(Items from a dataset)

▬▬▬▬▬▬

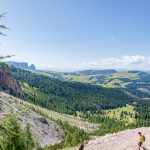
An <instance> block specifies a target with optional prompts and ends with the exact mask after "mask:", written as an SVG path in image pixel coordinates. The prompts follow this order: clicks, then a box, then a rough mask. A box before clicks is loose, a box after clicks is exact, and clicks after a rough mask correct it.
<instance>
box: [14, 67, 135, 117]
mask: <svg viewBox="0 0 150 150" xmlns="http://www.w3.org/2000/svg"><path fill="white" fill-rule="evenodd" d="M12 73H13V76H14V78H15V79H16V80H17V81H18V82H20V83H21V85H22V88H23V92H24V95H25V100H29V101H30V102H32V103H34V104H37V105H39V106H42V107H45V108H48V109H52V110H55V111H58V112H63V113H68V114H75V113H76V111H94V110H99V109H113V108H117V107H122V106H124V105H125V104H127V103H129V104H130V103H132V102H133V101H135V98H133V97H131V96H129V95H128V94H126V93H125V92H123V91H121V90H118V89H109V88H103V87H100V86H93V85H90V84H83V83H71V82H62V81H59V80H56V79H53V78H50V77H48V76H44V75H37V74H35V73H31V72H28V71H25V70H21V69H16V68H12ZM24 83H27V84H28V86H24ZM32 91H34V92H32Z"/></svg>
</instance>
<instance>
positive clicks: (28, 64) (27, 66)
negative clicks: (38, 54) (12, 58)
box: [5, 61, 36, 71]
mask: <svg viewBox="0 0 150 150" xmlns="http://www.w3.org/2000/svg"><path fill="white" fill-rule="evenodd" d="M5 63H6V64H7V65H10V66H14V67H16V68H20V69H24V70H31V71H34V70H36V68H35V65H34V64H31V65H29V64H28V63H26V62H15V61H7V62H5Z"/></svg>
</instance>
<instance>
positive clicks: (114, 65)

▬▬▬▬▬▬

● **DIRECTIONS**:
Please reproduce every row above word for word, leaving out the pictures.

● **WORKED SOLUTION**:
An <instance> block specifies a target with optional prompts and ends with the exact mask after "mask:", written as an SVG path in image pixel coordinates. The prompts follow this order: clicks, then a box, then a rough mask. A box before clicks is loose, a box after clicks is exact, and clicks after a rough mask correct it.
<instance>
box: [14, 67, 135, 117]
mask: <svg viewBox="0 0 150 150" xmlns="http://www.w3.org/2000/svg"><path fill="white" fill-rule="evenodd" d="M12 73H13V76H14V78H15V79H16V80H17V81H18V82H20V83H21V85H22V88H23V92H24V95H25V100H29V101H30V102H32V103H34V104H37V105H39V106H42V107H45V108H48V109H52V110H55V111H58V112H63V113H68V114H75V113H76V111H94V110H99V109H113V108H117V107H122V106H124V105H125V104H127V103H129V104H130V103H132V102H133V101H135V98H133V97H131V96H129V95H128V94H126V93H125V92H123V91H121V90H118V89H109V88H103V87H100V86H93V85H90V84H83V83H71V82H62V81H59V80H56V79H53V78H50V77H48V76H44V75H37V74H35V73H31V72H28V71H25V70H21V69H16V68H12ZM24 83H27V84H28V86H24ZM32 91H34V92H32Z"/></svg>
</instance>
<instance>
positive clicks: (28, 64) (27, 66)
negative clicks: (38, 54) (12, 58)
box: [5, 61, 36, 71]
mask: <svg viewBox="0 0 150 150" xmlns="http://www.w3.org/2000/svg"><path fill="white" fill-rule="evenodd" d="M5 63H6V64H7V65H10V66H14V67H16V68H20V69H24V70H31V71H34V70H36V68H35V65H34V64H31V65H29V64H28V63H26V62H15V61H7V62H5Z"/></svg>
</instance>
<instance>
positive clicks: (114, 65)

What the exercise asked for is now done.